*Page text*

::::::

Big Law Is Not Going Out of Business - Midlevel Lateral Market Strong, Firms Like Paul Weiss Still Landing Major M&A Deals

 Establishment media enthusiastically has been chronicling the slowly demand in Big Law as well as raised-the-bar performance reviews generating more layoffs. 

Simultaneously on professional anonymous networks such as Reddit Big Law and Fishbowl Big Law junior associates bleed out their angst about not making their billable hour quotas and assuming being cut from the firm.

And, of course, not-so-hot anymore Abovethelaw is clawing at any bad news for clickbait.

The takeaway should be: Big Law is a troubled industry, perhaps poised for some version of catastrophe. 

The reality is quite different.

For one thing, Big Law is no longer a monolith. Each firm has its own homeruns, fresh opportunities, and challenges. Within each of those firms different practices and different teams within each of the practices could be producing different results. It is ludicrous to generalize. 

Secondly, demand could and often does change on a dime. A deal may come in, then die. A deal may come in, be a do, and attract similar deals.

Yes, the employment situation of junior lawyers is not good. But their marketablity during the pandemic boom, with all that lateral activity, was an aberration. Part of that peculiar state of affairs was mass hiring. In a slowed-down environment that has created over-capacity. 

In contrast, the lateral market for midlevels remains strong. That's not new. Seasoned lawyers who continue to be productive have always been marketable. Some theorists about the future structure of law firms predict that the shape will mutate from the pyramid, with lots of junior lawyers at the bottom, to the diamond with lots of midlevels in the middle and a handful of partners at the top. 

Then there is the supposedly clobbered M&A niche. That's been the practice to focus on for doom and gloom. 

M&A hasn't gone away. For example, there is the Estee Lauder nice piece of business for Paul Weiss. BusinessWire reports:

"The Estée Lauder Companies Inc. (NYSE: EL) announced today that it has signed an agreement to acquire the TOM FORD brand, a global leader in luxury. The transformational deal will establish its longstanding partner, The Estée Lauder Companies (“ELC”), as the sole owner of the TOM FORD brand and all its intellectual property."

Here is how Paul Weiss tells that story.

Also it has been put out there that in the Bob Iger Return of the Hero Disney might sell itself to Apple. The deal could be in the $200 billion range by time it's formalized.

::::::

*Information supplied*
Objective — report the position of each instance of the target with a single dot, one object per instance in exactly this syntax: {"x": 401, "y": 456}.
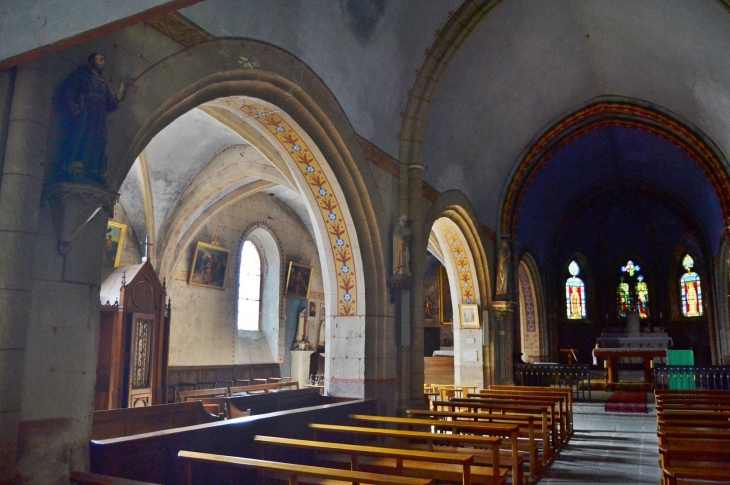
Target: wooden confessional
{"x": 134, "y": 339}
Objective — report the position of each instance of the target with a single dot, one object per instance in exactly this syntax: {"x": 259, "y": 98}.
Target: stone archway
{"x": 532, "y": 314}
{"x": 453, "y": 235}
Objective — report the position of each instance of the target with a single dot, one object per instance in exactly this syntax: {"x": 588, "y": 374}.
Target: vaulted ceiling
{"x": 525, "y": 65}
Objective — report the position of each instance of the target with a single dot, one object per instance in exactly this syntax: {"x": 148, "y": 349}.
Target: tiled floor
{"x": 607, "y": 448}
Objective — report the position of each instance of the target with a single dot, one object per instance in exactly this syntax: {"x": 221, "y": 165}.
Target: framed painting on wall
{"x": 469, "y": 314}
{"x": 297, "y": 280}
{"x": 113, "y": 244}
{"x": 446, "y": 310}
{"x": 210, "y": 266}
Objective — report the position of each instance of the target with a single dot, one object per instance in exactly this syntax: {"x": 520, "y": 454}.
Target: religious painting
{"x": 575, "y": 294}
{"x": 312, "y": 308}
{"x": 210, "y": 266}
{"x": 691, "y": 290}
{"x": 113, "y": 243}
{"x": 642, "y": 298}
{"x": 297, "y": 280}
{"x": 469, "y": 314}
{"x": 446, "y": 309}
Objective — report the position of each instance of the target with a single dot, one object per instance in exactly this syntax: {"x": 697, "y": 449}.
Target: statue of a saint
{"x": 83, "y": 101}
{"x": 503, "y": 268}
{"x": 427, "y": 308}
{"x": 401, "y": 254}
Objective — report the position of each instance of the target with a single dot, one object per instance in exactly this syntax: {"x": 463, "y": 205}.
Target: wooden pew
{"x": 694, "y": 462}
{"x": 254, "y": 389}
{"x": 297, "y": 473}
{"x": 410, "y": 463}
{"x": 566, "y": 394}
{"x": 116, "y": 423}
{"x": 526, "y": 429}
{"x": 81, "y": 478}
{"x": 556, "y": 412}
{"x": 693, "y": 430}
{"x": 512, "y": 459}
{"x": 201, "y": 393}
{"x": 512, "y": 411}
{"x": 498, "y": 474}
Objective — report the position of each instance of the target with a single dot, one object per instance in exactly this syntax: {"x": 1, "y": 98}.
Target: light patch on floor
{"x": 607, "y": 448}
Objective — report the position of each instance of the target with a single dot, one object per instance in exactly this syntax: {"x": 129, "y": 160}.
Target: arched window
{"x": 691, "y": 290}
{"x": 575, "y": 293}
{"x": 249, "y": 287}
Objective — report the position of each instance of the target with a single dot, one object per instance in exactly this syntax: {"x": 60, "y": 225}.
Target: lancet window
{"x": 691, "y": 289}
{"x": 249, "y": 287}
{"x": 632, "y": 301}
{"x": 575, "y": 293}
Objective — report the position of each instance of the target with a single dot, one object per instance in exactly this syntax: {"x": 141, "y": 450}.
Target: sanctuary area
{"x": 364, "y": 241}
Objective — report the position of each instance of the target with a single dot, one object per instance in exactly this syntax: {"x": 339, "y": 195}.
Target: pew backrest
{"x": 294, "y": 471}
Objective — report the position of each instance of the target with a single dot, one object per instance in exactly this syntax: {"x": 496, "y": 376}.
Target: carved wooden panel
{"x": 143, "y": 295}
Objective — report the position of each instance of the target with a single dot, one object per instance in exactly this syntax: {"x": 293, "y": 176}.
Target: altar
{"x": 612, "y": 356}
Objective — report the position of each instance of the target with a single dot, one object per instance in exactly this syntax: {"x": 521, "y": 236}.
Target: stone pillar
{"x": 418, "y": 261}
{"x": 60, "y": 354}
{"x": 20, "y": 196}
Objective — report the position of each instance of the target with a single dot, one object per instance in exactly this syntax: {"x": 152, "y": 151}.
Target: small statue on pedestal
{"x": 301, "y": 342}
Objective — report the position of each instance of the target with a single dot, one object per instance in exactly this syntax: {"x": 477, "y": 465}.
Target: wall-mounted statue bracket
{"x": 73, "y": 206}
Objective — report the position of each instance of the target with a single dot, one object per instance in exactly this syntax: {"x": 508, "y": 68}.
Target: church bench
{"x": 566, "y": 394}
{"x": 698, "y": 461}
{"x": 184, "y": 396}
{"x": 82, "y": 478}
{"x": 511, "y": 411}
{"x": 186, "y": 378}
{"x": 669, "y": 436}
{"x": 391, "y": 461}
{"x": 498, "y": 475}
{"x": 116, "y": 423}
{"x": 556, "y": 410}
{"x": 253, "y": 389}
{"x": 512, "y": 459}
{"x": 527, "y": 429}
{"x": 152, "y": 457}
{"x": 297, "y": 473}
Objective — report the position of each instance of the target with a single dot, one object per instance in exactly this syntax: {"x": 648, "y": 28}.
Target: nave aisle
{"x": 607, "y": 448}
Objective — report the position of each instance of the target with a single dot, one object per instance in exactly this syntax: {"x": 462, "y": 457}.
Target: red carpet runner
{"x": 626, "y": 402}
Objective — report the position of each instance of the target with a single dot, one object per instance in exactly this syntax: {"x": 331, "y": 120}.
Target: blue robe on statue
{"x": 84, "y": 101}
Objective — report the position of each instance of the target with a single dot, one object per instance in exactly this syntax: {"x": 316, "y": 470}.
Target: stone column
{"x": 418, "y": 261}
{"x": 20, "y": 196}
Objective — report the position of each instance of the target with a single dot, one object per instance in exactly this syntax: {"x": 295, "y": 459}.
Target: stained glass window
{"x": 575, "y": 293}
{"x": 691, "y": 290}
{"x": 249, "y": 287}
{"x": 623, "y": 298}
{"x": 642, "y": 297}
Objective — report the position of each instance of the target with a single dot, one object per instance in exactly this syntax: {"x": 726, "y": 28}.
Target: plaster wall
{"x": 203, "y": 329}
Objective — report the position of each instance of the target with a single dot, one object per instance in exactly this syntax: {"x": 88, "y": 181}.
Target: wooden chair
{"x": 511, "y": 459}
{"x": 494, "y": 474}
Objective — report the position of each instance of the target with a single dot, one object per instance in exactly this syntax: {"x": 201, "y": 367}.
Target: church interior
{"x": 241, "y": 240}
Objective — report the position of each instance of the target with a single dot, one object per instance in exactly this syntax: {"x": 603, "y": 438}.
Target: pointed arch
{"x": 287, "y": 88}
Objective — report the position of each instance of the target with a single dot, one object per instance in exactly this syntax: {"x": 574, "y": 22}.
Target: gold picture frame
{"x": 210, "y": 266}
{"x": 298, "y": 280}
{"x": 113, "y": 244}
{"x": 446, "y": 308}
{"x": 469, "y": 315}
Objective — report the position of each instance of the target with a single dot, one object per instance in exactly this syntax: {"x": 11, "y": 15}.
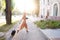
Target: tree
{"x": 8, "y": 11}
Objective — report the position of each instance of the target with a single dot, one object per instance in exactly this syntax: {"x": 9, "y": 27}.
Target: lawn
{"x": 48, "y": 24}
{"x": 5, "y": 28}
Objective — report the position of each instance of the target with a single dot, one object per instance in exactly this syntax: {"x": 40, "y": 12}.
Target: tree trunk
{"x": 8, "y": 11}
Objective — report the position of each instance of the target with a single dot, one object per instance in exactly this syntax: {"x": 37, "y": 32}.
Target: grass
{"x": 6, "y": 27}
{"x": 48, "y": 24}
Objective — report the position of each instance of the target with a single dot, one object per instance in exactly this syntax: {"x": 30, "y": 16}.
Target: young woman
{"x": 23, "y": 23}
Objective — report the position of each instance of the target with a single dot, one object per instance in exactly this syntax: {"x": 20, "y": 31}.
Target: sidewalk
{"x": 33, "y": 34}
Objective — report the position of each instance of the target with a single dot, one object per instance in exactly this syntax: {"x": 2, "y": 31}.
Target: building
{"x": 49, "y": 8}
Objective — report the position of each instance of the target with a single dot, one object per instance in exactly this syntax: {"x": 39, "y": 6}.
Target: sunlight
{"x": 25, "y": 5}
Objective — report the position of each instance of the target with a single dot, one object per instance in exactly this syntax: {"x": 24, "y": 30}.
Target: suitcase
{"x": 13, "y": 33}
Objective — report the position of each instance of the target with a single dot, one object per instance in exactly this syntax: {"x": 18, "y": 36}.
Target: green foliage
{"x": 6, "y": 27}
{"x": 48, "y": 24}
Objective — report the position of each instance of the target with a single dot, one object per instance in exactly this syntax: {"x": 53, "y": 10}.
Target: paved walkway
{"x": 33, "y": 34}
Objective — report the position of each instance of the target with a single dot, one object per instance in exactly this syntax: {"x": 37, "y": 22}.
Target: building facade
{"x": 49, "y": 7}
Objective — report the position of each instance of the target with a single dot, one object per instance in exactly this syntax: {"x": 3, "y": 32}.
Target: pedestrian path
{"x": 33, "y": 34}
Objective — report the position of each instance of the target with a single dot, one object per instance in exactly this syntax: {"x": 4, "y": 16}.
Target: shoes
{"x": 27, "y": 31}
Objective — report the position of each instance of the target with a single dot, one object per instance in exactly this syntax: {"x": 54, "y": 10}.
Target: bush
{"x": 48, "y": 24}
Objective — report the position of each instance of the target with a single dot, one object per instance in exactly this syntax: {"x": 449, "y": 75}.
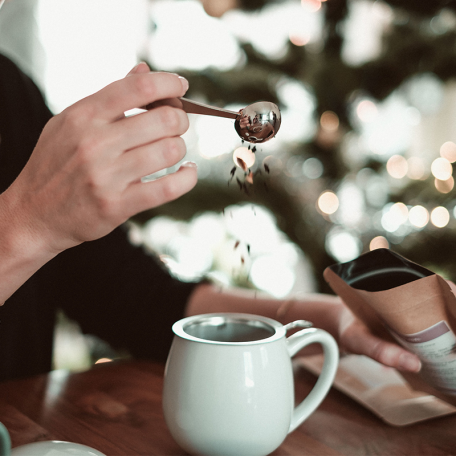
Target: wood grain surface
{"x": 116, "y": 408}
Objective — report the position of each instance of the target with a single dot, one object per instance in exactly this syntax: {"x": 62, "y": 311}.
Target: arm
{"x": 324, "y": 311}
{"x": 84, "y": 176}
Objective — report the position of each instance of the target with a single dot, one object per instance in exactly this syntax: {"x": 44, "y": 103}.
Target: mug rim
{"x": 278, "y": 328}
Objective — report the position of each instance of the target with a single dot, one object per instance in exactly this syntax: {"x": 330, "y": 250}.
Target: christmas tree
{"x": 376, "y": 169}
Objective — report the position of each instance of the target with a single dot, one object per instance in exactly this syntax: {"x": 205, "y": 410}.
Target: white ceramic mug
{"x": 229, "y": 387}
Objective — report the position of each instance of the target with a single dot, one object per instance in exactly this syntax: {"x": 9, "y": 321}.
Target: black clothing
{"x": 112, "y": 289}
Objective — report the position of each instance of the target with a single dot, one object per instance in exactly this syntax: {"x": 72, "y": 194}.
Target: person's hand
{"x": 84, "y": 176}
{"x": 354, "y": 337}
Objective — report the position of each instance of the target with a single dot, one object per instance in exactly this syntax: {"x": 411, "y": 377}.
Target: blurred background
{"x": 363, "y": 160}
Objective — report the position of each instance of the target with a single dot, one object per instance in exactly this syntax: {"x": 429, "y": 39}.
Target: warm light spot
{"x": 328, "y": 203}
{"x": 397, "y": 166}
{"x": 366, "y": 111}
{"x": 379, "y": 242}
{"x": 329, "y": 121}
{"x": 299, "y": 38}
{"x": 312, "y": 168}
{"x": 394, "y": 216}
{"x": 440, "y": 217}
{"x": 311, "y": 5}
{"x": 419, "y": 216}
{"x": 448, "y": 151}
{"x": 244, "y": 157}
{"x": 416, "y": 168}
{"x": 441, "y": 168}
{"x": 444, "y": 186}
{"x": 103, "y": 360}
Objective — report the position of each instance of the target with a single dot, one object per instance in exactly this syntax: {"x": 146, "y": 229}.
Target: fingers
{"x": 136, "y": 90}
{"x": 141, "y": 67}
{"x": 141, "y": 196}
{"x": 357, "y": 339}
{"x": 149, "y": 159}
{"x": 149, "y": 126}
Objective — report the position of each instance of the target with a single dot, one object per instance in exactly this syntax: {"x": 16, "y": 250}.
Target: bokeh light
{"x": 397, "y": 166}
{"x": 329, "y": 121}
{"x": 444, "y": 186}
{"x": 448, "y": 151}
{"x": 440, "y": 217}
{"x": 419, "y": 216}
{"x": 394, "y": 215}
{"x": 328, "y": 202}
{"x": 342, "y": 245}
{"x": 379, "y": 242}
{"x": 415, "y": 168}
{"x": 312, "y": 168}
{"x": 441, "y": 168}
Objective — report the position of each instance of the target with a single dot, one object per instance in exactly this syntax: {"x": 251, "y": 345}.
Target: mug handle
{"x": 5, "y": 441}
{"x": 295, "y": 343}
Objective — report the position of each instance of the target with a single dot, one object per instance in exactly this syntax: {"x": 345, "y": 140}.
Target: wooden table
{"x": 116, "y": 408}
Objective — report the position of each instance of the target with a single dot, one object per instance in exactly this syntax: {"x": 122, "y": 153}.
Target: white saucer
{"x": 54, "y": 448}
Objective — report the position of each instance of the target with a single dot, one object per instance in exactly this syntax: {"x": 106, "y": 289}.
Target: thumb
{"x": 359, "y": 340}
{"x": 141, "y": 67}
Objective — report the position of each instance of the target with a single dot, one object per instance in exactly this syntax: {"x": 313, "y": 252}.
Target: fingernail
{"x": 189, "y": 164}
{"x": 132, "y": 71}
{"x": 409, "y": 363}
{"x": 135, "y": 68}
{"x": 184, "y": 83}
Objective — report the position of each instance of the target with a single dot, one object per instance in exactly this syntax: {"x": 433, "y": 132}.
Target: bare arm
{"x": 84, "y": 176}
{"x": 324, "y": 311}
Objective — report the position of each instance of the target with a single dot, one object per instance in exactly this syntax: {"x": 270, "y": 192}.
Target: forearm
{"x": 22, "y": 252}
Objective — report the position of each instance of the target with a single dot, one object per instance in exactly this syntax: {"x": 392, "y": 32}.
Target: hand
{"x": 84, "y": 176}
{"x": 355, "y": 337}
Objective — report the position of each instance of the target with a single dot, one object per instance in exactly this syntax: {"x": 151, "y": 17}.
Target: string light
{"x": 416, "y": 169}
{"x": 441, "y": 168}
{"x": 328, "y": 203}
{"x": 329, "y": 121}
{"x": 419, "y": 216}
{"x": 299, "y": 37}
{"x": 448, "y": 151}
{"x": 397, "y": 166}
{"x": 444, "y": 186}
{"x": 379, "y": 242}
{"x": 440, "y": 217}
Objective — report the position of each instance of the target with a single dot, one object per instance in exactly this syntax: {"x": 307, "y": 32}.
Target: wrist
{"x": 22, "y": 250}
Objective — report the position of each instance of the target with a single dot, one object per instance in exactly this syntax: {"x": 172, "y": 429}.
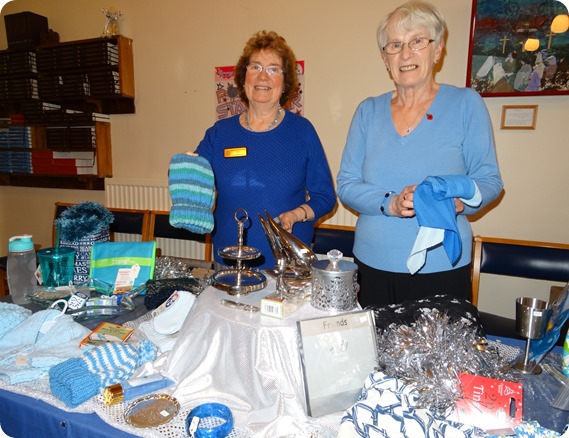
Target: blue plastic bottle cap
{"x": 21, "y": 243}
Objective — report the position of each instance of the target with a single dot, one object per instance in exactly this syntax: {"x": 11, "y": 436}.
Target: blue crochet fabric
{"x": 10, "y": 316}
{"x": 46, "y": 338}
{"x": 78, "y": 379}
{"x": 192, "y": 190}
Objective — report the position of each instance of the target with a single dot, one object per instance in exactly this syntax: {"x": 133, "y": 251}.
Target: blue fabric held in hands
{"x": 434, "y": 207}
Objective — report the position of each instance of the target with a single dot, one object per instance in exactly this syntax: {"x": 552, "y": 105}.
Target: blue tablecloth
{"x": 24, "y": 417}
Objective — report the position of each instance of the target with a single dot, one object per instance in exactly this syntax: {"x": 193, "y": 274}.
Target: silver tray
{"x": 239, "y": 281}
{"x": 239, "y": 252}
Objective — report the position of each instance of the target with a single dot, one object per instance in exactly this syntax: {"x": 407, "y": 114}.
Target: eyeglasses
{"x": 271, "y": 70}
{"x": 415, "y": 44}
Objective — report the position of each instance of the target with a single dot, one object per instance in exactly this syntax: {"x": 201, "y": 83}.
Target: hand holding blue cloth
{"x": 434, "y": 207}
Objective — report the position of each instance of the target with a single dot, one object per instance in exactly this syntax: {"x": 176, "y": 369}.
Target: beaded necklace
{"x": 271, "y": 126}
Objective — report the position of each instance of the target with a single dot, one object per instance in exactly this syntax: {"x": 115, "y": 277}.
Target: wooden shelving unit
{"x": 56, "y": 102}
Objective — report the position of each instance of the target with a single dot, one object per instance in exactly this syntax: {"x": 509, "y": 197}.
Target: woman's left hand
{"x": 299, "y": 214}
{"x": 458, "y": 206}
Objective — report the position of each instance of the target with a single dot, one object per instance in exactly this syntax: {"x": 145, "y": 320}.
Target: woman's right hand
{"x": 402, "y": 204}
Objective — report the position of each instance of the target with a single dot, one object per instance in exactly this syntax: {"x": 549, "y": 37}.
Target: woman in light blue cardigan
{"x": 395, "y": 142}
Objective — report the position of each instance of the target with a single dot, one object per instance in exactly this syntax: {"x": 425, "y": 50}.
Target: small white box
{"x": 278, "y": 307}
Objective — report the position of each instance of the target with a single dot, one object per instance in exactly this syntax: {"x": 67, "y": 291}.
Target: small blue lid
{"x": 21, "y": 243}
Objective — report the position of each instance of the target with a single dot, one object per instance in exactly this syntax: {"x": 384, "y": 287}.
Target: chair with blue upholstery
{"x": 328, "y": 237}
{"x": 516, "y": 258}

::::::

*Required action 1*
Copy the Big Law article between "In contrast, the" and "doom and gloom.", inclusive.
*Required action 2*
In the Big Law article, what brand did The Estée Lauder Companies agree to acquire?
*Required action 3*
Do these statements agree with the Big Law article? Answer yes or no for each and quote the words that decide it.
(a) The lateral market for midlevel lawyers is still strong.
(b) The employment situation of junior lawyers is good.
(c) M&A work has disappeared.
The listing is separate material and is not part of the Big Law article.

*Exercise solution 1*
In contrast, the lateral market for midlevels remains strong. That's not new. Seasoned lawyers who continue to be productive have always been marketable. Some theorists about the future structure of law firms predict that the shape will mutate from the pyramid, with lots of junior lawyers at the bottom, to the diamond with lots of midlevels in the middle and a handful of partners at the top. 

Then there is the supposedly clobbered M&A niche. That's been the practice to focus on for doom and gloom.

*Exercise solution 2*
The TOM FORD brand.

*Exercise solution 3*
(a) Yes: "the lateral market for midlevels remains strong."
(b) No: "the employment situation of junior lawyers is not good."
(c) No: "M&A hasn't gone away."